A possible approach could be to define a very limited setting, e.g. prioritize the genes that will yield a phenotype on knock-out. This is in particular important in a setting where the ability of testing candidates is limited to a fraction of all genes, like with some non-model organisms (e.g. the salmon louse we are working with).
A little simplified example: We need new drug targets in Lepeophtheirus salmonis because it's an important salmon parasite, but we can maybe test 100 genes per year, if we wanted to knock-down all ~13k genes at least once, we would need 130 years. We need to prioritize our selection process to increase the number of successful knock-outs, if we don't get a phenotype out of an experiment we havne't really learned anything. If we simply choose the core metabolic or other lethal genes, these are often highly conserved and therefore maybe not so interesting (the host and other crustaceans in the sea have them possibly also). We need to rescue the genes that are unique or have little or no homology, while often people will pick genes that are well annotated by homology, and those without homology are understudied.
Currently, it seems that using network-based approaches based on gene expression data, we can outperform human- expert-based selection by a vast margin, but then this is hard to prove, because one needs to make experiments to validate these candidates.
That's a bit of a false premise in your head-line, because some researchers and groups are certainly working with gene prioritization, but let's not get distracted by that.
I think just using DGE results and selecting genes based on fold-change is not the most appropriate method. Literature search always lead to selection of KNOWN candidates, with very little to discover further. Most of these tools are PPI based and don't really give good guide for selection. It is very difficult to understand why first is first and last is last. Shouldn't there be a method which gives handle like p-value for selection of genes and if possible use all the available information in terms of GO, pathways and interaction?

## Provided material
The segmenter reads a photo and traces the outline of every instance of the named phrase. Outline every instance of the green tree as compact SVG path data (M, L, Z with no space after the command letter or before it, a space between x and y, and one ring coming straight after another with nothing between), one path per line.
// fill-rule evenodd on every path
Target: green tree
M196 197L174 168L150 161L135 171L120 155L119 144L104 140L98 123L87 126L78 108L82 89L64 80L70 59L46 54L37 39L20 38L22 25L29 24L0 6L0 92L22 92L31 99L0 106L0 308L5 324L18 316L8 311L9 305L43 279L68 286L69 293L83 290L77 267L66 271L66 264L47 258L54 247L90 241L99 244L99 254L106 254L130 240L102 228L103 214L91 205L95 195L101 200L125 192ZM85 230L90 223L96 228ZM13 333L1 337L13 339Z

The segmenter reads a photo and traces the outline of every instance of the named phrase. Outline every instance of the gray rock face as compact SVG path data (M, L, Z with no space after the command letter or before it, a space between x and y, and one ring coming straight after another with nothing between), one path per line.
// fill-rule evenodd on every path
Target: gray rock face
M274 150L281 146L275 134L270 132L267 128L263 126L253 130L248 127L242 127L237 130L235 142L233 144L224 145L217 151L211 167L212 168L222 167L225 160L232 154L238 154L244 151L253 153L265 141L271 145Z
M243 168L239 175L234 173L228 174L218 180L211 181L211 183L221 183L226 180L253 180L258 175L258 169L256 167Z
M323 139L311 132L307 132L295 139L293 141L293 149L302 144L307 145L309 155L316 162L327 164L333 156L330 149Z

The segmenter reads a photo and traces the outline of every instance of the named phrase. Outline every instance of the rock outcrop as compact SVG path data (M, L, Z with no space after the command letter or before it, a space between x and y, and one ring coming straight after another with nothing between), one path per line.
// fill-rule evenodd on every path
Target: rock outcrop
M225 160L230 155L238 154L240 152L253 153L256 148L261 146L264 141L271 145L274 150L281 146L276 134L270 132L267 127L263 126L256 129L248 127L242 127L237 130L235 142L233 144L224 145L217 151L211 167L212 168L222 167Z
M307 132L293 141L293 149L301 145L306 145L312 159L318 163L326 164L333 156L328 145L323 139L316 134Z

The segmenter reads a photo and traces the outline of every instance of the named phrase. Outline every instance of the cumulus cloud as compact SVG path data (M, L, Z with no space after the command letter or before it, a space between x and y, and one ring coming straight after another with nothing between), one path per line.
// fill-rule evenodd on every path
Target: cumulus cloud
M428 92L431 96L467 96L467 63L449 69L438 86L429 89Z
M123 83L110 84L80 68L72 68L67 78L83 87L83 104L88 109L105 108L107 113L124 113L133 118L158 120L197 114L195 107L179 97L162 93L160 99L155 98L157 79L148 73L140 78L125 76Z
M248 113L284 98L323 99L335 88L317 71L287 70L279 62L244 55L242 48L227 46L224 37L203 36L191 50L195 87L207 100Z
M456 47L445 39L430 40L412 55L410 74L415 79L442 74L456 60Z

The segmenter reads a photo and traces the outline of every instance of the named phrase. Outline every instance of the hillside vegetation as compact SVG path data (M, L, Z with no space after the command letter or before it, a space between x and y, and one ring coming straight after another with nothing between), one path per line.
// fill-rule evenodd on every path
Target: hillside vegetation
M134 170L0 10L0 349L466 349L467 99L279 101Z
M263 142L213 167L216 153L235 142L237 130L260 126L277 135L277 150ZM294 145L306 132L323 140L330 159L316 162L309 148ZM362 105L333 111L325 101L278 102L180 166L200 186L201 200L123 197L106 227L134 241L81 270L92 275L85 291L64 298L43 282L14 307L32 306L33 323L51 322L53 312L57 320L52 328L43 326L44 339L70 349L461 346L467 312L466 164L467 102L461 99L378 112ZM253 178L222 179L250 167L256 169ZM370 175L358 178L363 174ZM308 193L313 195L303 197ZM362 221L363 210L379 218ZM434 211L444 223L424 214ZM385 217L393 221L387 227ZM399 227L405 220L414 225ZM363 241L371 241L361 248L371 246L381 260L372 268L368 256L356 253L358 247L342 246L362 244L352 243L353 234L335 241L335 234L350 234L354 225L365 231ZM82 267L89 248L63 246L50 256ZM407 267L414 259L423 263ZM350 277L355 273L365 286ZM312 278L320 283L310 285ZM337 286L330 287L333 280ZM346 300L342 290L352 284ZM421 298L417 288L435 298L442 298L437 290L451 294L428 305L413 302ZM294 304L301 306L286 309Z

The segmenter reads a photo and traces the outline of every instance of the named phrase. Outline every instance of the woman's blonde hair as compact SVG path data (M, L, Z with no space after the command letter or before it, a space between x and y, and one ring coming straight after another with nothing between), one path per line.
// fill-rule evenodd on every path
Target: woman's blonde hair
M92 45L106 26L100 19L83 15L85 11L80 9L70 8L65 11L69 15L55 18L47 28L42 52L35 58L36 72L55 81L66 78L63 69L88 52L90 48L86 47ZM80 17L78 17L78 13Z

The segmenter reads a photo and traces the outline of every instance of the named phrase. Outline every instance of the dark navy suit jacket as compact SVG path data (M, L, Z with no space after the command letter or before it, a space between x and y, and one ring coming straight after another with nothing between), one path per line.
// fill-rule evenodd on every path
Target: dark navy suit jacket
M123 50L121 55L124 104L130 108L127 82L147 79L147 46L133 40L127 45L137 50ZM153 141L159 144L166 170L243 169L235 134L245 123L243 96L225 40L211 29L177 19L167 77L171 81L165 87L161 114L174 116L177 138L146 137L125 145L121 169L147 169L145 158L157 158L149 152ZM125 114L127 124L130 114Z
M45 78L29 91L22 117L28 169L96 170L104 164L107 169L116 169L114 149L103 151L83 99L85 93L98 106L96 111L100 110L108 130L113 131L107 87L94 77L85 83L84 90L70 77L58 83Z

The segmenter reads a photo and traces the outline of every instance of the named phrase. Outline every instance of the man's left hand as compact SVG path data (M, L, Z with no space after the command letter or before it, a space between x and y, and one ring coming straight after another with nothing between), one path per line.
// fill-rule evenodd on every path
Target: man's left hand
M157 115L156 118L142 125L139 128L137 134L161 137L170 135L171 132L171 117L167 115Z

## Parts of the exercise
1. Decide whether each statement agrees with the gene prioritization text, and answer yes or no with the deciding words from it quoted exactly: (a) The salmon louse group can test roughly 100 genes per year. (b) Literature search tends to turn up new, unknown candidates. (c) Core metabolic or other lethal genes are often highly conserved.
2. Write the next part of the gene prioritization text, starting after its final sentence.
The data come from another source.

## Replies
1.
(a) Yes: "we can maybe test 100 genes per year"
(b) No: "Literature search always lead to selection of KNOWN candidates, with very little to discover further."
(c) Yes: "these are often highly conserved"

2.
99% of the time we only care about known and well characterized genes. Few labs want to dedicate the resources needed to characterize little-known genes, they have other goals.
I think that is the core of the problem. I remember there was a paper saying that we are still working on pretty much the same gene set as before the 'genomics' era.
No disagreement there, we need to fund characterization of a broader set of genes, there's a lot of known unknowns out there.
This is the paper you are thinking of: https://academic.oup.com/bioinformatics/article/34/12/2087/4816110
Wasn't this paper https://journals.plos.org/plosbiology/article?id=10.1371/journal.pbio.2006643
Thanks this is hot-hot, just published!!
Yes, just having the results of differential expression is not the best. A differential expression analysis is just a basic and standard analysis, from my perspective. However, I disagree with you that we should be using GO ontologies and pathways because, at least from my perspective, they introduce more noise and confusion into an analysis. This is independently verified in my conversations with numerous researchers. One colleague Professor in London referred to DAVID as 'pseudo-science'.
What comes after a differential expression analysis is follow up studies and predictive model building. I note that a substantial portion of researchers lack the ability to see the positive impact on society of their research (or they just do not think about it because they do not have to); in this way, some research groups have appeared 'directionless' and may aim instead to constantly seek out novel things to do, for publication purposes, as opposed to really aiming to make a difference and conferring a positive impact on society with their research.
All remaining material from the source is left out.